_Problem requirements_:
Gather each line below that contains the string "bottom", and copy every such line in full.

_Record set_:
— Begin —

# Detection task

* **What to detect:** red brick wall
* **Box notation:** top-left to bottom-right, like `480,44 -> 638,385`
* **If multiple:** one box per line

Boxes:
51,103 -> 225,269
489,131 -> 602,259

— End —

_Full answer_:
* **Box notation:** top-left to bottom-right, like `480,44 -> 638,385`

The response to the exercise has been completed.